(Source data)
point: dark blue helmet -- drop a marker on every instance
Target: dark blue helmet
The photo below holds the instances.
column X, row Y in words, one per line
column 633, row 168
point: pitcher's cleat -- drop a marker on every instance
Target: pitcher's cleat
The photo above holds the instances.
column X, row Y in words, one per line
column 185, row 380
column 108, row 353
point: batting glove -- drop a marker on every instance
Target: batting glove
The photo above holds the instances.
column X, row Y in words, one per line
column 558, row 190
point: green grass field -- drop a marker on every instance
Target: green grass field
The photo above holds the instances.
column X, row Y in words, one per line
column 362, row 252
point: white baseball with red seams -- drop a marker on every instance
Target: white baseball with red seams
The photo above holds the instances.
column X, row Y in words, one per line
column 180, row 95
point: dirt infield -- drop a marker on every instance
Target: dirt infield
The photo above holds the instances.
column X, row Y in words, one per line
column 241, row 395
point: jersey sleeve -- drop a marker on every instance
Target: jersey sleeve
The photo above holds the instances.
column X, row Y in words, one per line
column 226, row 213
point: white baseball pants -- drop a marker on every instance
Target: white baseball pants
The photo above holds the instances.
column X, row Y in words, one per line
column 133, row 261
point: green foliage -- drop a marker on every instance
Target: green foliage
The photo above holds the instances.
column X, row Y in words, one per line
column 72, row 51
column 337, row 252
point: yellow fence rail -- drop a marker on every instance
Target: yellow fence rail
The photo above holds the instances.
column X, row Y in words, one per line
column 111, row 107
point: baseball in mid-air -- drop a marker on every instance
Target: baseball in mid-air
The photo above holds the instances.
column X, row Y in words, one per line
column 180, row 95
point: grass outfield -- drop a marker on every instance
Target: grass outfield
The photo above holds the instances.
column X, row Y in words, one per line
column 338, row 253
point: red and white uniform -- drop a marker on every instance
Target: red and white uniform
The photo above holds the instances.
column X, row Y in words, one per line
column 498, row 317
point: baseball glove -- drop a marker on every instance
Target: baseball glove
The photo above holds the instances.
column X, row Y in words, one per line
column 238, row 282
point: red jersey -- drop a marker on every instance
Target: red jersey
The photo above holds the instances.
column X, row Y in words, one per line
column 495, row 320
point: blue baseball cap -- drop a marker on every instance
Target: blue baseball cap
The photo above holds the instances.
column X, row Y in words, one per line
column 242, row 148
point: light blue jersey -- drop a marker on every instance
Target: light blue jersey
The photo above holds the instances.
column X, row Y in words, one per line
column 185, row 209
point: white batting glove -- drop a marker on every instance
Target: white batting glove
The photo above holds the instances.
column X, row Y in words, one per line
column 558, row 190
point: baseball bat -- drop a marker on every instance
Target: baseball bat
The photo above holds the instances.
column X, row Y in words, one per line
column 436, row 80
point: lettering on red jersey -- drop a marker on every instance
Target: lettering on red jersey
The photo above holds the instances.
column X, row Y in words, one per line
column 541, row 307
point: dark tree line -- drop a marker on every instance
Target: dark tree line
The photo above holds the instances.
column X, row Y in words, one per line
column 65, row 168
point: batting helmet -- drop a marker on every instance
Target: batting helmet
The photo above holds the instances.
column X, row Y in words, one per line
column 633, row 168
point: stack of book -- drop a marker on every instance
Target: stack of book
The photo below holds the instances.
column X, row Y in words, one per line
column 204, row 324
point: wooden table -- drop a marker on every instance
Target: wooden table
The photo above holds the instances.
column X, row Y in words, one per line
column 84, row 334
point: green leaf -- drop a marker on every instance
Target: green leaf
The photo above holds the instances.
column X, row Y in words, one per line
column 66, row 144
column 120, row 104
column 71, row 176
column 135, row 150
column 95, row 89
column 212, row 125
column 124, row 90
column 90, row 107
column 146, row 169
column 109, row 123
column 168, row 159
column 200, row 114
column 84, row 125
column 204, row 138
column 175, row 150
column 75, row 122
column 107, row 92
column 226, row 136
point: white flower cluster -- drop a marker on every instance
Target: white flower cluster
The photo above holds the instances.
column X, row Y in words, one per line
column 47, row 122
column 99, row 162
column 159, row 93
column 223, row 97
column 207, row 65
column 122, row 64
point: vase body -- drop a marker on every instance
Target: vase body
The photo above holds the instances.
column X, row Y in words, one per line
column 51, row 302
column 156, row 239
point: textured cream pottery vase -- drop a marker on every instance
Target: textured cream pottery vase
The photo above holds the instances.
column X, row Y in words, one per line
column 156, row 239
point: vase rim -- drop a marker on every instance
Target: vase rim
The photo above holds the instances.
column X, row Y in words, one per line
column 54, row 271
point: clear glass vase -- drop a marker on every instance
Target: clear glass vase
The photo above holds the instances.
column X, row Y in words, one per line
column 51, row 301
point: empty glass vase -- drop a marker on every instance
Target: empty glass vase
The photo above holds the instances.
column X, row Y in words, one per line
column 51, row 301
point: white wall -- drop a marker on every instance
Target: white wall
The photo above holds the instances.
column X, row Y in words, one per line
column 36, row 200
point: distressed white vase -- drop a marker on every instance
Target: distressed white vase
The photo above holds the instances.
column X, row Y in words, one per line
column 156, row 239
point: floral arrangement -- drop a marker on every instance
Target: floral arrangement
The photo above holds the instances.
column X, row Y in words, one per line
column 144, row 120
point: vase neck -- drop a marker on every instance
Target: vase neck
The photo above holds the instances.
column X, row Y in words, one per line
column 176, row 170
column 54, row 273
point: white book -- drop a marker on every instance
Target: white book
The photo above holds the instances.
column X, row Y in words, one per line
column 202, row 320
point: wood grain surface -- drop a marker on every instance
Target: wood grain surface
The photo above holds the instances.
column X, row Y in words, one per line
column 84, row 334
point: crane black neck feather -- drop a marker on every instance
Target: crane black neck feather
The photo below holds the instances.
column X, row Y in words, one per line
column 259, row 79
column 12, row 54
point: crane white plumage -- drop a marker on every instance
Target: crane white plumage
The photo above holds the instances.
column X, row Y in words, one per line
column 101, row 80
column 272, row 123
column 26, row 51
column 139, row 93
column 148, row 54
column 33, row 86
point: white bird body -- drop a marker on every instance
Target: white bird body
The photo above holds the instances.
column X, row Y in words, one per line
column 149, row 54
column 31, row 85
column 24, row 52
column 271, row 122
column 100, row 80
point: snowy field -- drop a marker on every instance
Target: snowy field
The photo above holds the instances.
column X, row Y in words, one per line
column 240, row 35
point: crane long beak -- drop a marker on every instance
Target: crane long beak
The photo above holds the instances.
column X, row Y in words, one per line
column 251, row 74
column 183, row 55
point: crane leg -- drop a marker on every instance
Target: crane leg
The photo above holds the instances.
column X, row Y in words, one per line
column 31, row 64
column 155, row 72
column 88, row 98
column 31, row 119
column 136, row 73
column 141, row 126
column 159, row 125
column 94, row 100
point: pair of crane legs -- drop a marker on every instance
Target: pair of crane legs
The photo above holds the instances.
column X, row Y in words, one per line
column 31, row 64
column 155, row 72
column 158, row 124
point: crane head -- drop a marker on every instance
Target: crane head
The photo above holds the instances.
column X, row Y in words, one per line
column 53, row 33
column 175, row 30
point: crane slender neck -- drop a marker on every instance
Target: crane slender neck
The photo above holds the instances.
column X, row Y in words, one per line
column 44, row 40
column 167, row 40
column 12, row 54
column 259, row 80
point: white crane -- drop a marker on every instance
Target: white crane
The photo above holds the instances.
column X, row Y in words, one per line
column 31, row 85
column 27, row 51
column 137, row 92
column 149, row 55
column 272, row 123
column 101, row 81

▶ [What you have to do]:
Make a verbatim copy of each record.

▶ [Result]:
point: dark blue helmet -- drop a marker on every instance
Target: dark blue helmet
The photo below holds the instances.
column X, row Y in words, one per line
column 633, row 168
point: pitcher's cleat -- drop a marker on every instance
Target: pitcher's cleat
The photo above holds the instances.
column X, row Y in words, one per line
column 185, row 380
column 108, row 353
point: batting glove -- drop a marker on every instance
Target: batting glove
The photo above holds the instances.
column X, row Y in words, one per line
column 558, row 190
point: green grass field -- drop a marker on every instance
Target: green grass field
The photo above holds the instances.
column X, row Y in words, one per line
column 362, row 252
point: white baseball with red seams -- drop a marker on every instance
Target: white baseball with red seams
The photo above holds the instances.
column X, row Y in words, one per line
column 180, row 95
point: dirt infield -- drop a marker on every instance
Target: dirt infield
The photo above holds the instances.
column X, row Y in words, one per line
column 241, row 395
point: jersey sleeve -- drop a marker on every instance
Target: jersey sleeve
The photo above holds the instances.
column X, row Y in words, one per line
column 226, row 213
point: white baseball pants -- drop a marker on every instance
Target: white baseball pants
The photo above holds the instances.
column X, row Y in words, one per line
column 133, row 261
point: green foliage -- drop a marker on every instance
Target: green foliage
The photo above holds the instances.
column X, row Y in words, one per line
column 72, row 51
column 337, row 252
point: yellow fence rail -- drop a marker on every instance
Target: yellow fence rail
The photo above holds the instances.
column X, row Y in words, one per line
column 111, row 107
point: baseball in mid-air -- drop a marker on every instance
Target: baseball in mid-air
The photo above holds the instances.
column X, row Y in words, one per line
column 180, row 95
point: grass outfield -- drop a marker on every instance
Target: grass outfield
The photo above holds the instances.
column X, row Y in words, one per line
column 338, row 253
point: red and white uniform -- drop a marker on every instance
Target: red and white uniform
The photo above holds the instances.
column X, row Y in words, one per line
column 498, row 317
point: baseball glove -- drop a marker on every instance
Target: baseball glove
The photo above holds the instances.
column X, row Y in words, one per line
column 238, row 282
point: red jersey -- drop a marker on every instance
Target: red jersey
The photo above holds the instances.
column X, row Y in words, one per line
column 495, row 320
point: blue baseball cap -- drop a marker on every instance
Target: blue baseball cap
The photo above holds the instances.
column X, row Y in words, one per line
column 242, row 148
point: light blue jersey -- drop a marker on every instance
Target: light blue jersey
The photo above holds the instances.
column X, row Y in words, one per line
column 185, row 209
point: white batting glove -- drop a marker on every instance
Target: white batting glove
The photo above holds the instances.
column X, row Y in words, one per line
column 558, row 190
point: baseball bat -- drop a marker on every instance
Target: baseball bat
The photo above holds the instances.
column X, row Y in words, one per line
column 436, row 80
point: lettering on red jersey -- drop a marker on every instance
Target: lettering on red jersey
The photo above holds the instances.
column X, row Y in words, one per line
column 541, row 307
point: dark tree line -- drop a marker on every instance
Target: dark tree line
The photo above holds the instances.
column X, row Y in words, one per line
column 65, row 168
point: batting helmet -- drop a marker on every instance
Target: batting helmet
The photo above holds the instances.
column X, row Y in words, one per line
column 633, row 168
point: stack of book -- drop a marker on every instance
Target: stack of book
The photo below holds the instances.
column X, row Y in words, one per line
column 204, row 324
point: wooden table -- drop a marker on every instance
Target: wooden table
The photo above holds the instances.
column X, row Y in words, one per line
column 84, row 334
point: green leaf -- drop a marker on every instance
Target: green leaf
The photo above holds the instances.
column X, row Y in words, one per line
column 66, row 144
column 120, row 104
column 71, row 176
column 135, row 150
column 95, row 89
column 212, row 125
column 124, row 90
column 90, row 107
column 146, row 169
column 109, row 123
column 168, row 159
column 200, row 114
column 84, row 125
column 204, row 138
column 175, row 150
column 75, row 122
column 107, row 92
column 226, row 136
point: white flower cluster -- drop a marker on every instance
Target: white flower cluster
The photo above holds the instances.
column X, row Y in words, one per line
column 47, row 122
column 99, row 162
column 159, row 93
column 223, row 97
column 207, row 65
column 122, row 64
point: vase body -- drop a marker on every instance
Target: vase body
The photo above holds the instances.
column X, row Y in words, one per line
column 51, row 302
column 156, row 239
point: textured cream pottery vase -- drop a marker on every instance
Target: textured cream pottery vase
The photo above holds the instances.
column X, row Y in words, one per line
column 156, row 239
point: vase rim -- drop a marker on every instance
Target: vase rim
The photo above holds the instances.
column X, row Y in words, one per line
column 54, row 271
point: clear glass vase -- drop a marker on every instance
Target: clear glass vase
The photo above holds the instances.
column X, row Y in words, one per line
column 51, row 301
point: empty glass vase -- drop a marker on every instance
Target: empty glass vase
The photo above holds the instances.
column X, row Y in words, one per line
column 51, row 301
point: white wall -- drop a marker on every instance
Target: white wall
The photo above holds the instances.
column X, row Y in words, one per line
column 36, row 200
point: distressed white vase -- drop a marker on every instance
Target: distressed white vase
The photo above holds the instances.
column X, row Y in words, one per line
column 156, row 239
point: floral arrangement -- drop a marker on every instance
Target: floral arrangement
The photo above holds the instances.
column X, row Y in words, one per line
column 144, row 120
point: vase neck -- drop a marker on every instance
Target: vase neck
The photo above holds the instances.
column X, row Y in words, one per line
column 176, row 170
column 54, row 273
point: white book -- drop a marker on every instance
Target: white book
The photo above holds the instances.
column X, row Y in words, one per line
column 202, row 320
point: wood grain surface -- drop a marker on every instance
Target: wood grain surface
The photo above holds the instances.
column X, row Y in words, one per line
column 84, row 334
point: crane black neck feather -- drop a marker on every instance
Target: crane black neck feather
The photo below holds the instances.
column X, row Y in words, one per line
column 259, row 79
column 12, row 54
point: crane white plumage -- drop a marker on every instance
Target: crane white plumage
The photo above holds the instances.
column X, row Y in words, one per line
column 101, row 80
column 272, row 123
column 26, row 51
column 139, row 93
column 148, row 54
column 33, row 86
point: white bird body -- drop a marker on every instance
Target: white bird body
The photo above holds the instances.
column X, row Y in words, one per line
column 149, row 54
column 31, row 85
column 24, row 52
column 271, row 122
column 100, row 80
point: snowy field -- drop a marker on every instance
Target: snowy field
The photo above holds the instances.
column X, row Y in words, one per line
column 240, row 35
point: crane long beak -- drop a marker on every instance
Target: crane long beak
The photo above holds the instances.
column X, row Y in words, one per line
column 251, row 74
column 183, row 55
point: crane leg -- drop a marker on every instance
Target: crane leg
The photo above holds the instances.
column X, row Y in words, one per line
column 31, row 64
column 155, row 72
column 88, row 98
column 31, row 119
column 136, row 73
column 141, row 126
column 159, row 125
column 94, row 100
point: pair of crane legs -- drop a marker on every instance
Target: pair of crane legs
The photo above holds the instances.
column X, row Y in words, one per line
column 31, row 64
column 155, row 72
column 158, row 124
point: crane head -- drop a marker on every instance
Target: crane head
The photo above holds the instances.
column X, row Y in words, one per line
column 53, row 33
column 175, row 30
point: crane slender neck -- drop a marker on every instance
Target: crane slender neck
The photo above holds the instances.
column X, row Y in words, one per line
column 44, row 40
column 167, row 40
column 12, row 54
column 259, row 80
point: white crane -- drop a marker on every instance
Target: white crane
The photo above holds the instances.
column X, row Y in words, one per line
column 31, row 85
column 27, row 51
column 137, row 92
column 149, row 55
column 272, row 123
column 101, row 81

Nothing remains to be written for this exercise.